Task directions: Scale the coordinates in the records, starting with the line that contains "Can you see the glass" and going on through the end of the records. Give all of those lines again, requests included, with each coordinate in the answers multiplied by 1.65 and rounded to a whole number, halves rounded up.

= = = = = = =

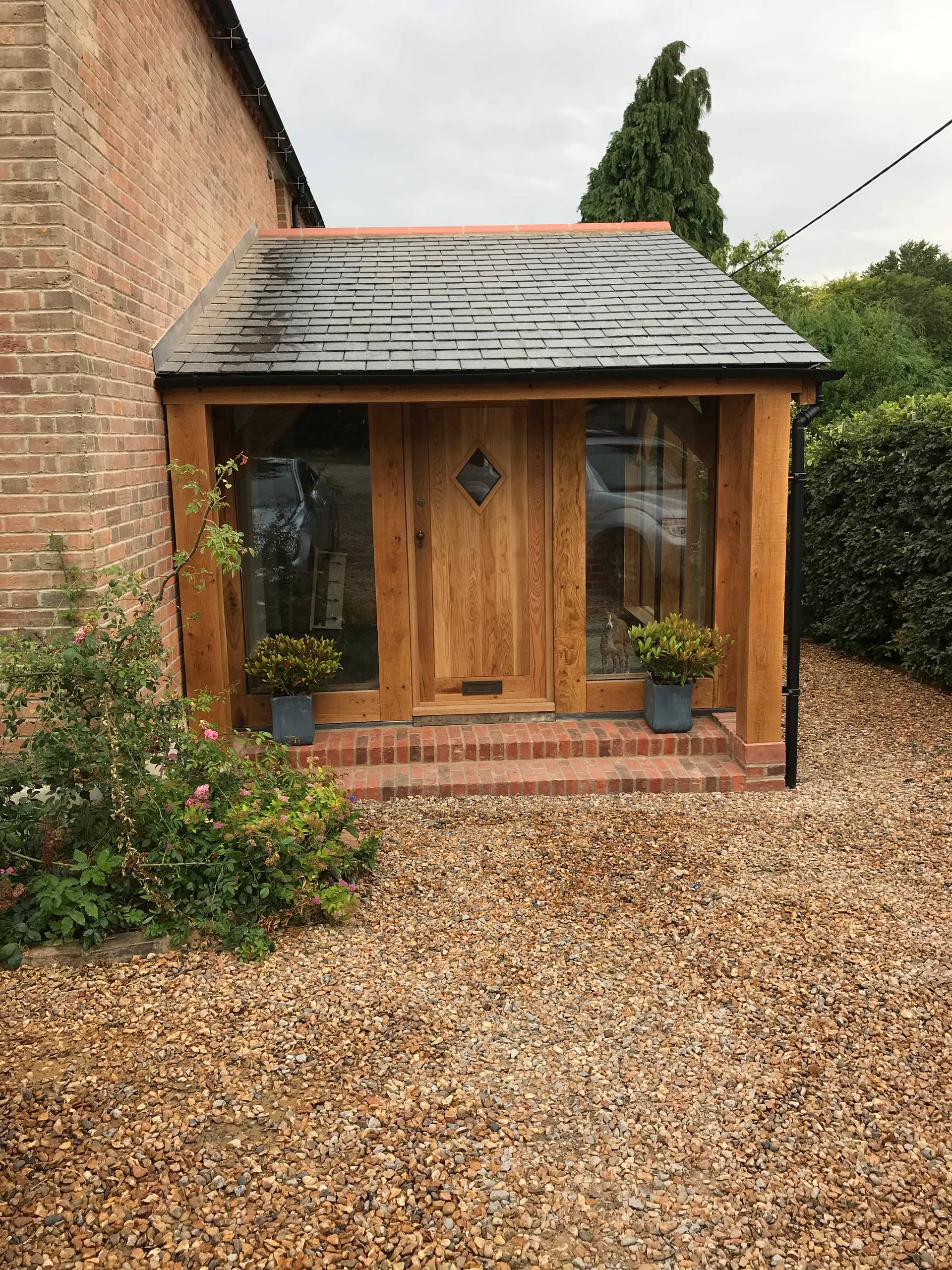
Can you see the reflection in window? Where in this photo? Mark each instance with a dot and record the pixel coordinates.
(649, 520)
(305, 506)
(479, 478)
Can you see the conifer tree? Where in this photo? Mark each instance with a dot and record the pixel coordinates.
(658, 166)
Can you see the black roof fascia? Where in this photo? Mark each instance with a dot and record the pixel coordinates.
(230, 33)
(248, 379)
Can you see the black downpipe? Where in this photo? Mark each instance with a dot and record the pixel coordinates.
(795, 581)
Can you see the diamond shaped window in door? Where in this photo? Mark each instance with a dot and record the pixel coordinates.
(477, 477)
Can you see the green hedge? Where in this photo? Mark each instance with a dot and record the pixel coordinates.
(879, 535)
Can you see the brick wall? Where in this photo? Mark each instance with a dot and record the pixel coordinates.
(130, 168)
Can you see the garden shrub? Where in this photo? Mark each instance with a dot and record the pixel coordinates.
(121, 808)
(879, 535)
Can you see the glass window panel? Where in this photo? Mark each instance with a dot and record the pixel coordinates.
(649, 505)
(477, 477)
(305, 507)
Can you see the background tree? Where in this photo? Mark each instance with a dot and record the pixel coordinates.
(765, 280)
(658, 166)
(890, 329)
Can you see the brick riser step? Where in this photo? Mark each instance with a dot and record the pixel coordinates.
(495, 743)
(545, 776)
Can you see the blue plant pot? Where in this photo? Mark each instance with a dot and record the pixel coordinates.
(668, 706)
(293, 720)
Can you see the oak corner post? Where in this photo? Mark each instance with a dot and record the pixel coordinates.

= = = = = = =

The output:
Can you see the glass window panel? Where in this photo? Mark each instance with a dot and record the pixel coordinates.
(1071, 833)
(787, 787)
(503, 837)
Can you see the background tree? Where in this photo? Mark each instance with a dot and record the pixel coordinates.
(1262, 462)
(1086, 274)
(1469, 543)
Can you see the brick riser step? Where in this photo? Mark each instance with a dot and record the pixel coordinates.
(817, 1226)
(899, 1280)
Can you see the blue plant pot? Where in this photo? Mark each instance with a dot and record the pixel coordinates.
(1102, 1165)
(483, 1188)
Can you see the oak corner post? Where in this photo? Mark each instance with a dot and record the pixel coordinates.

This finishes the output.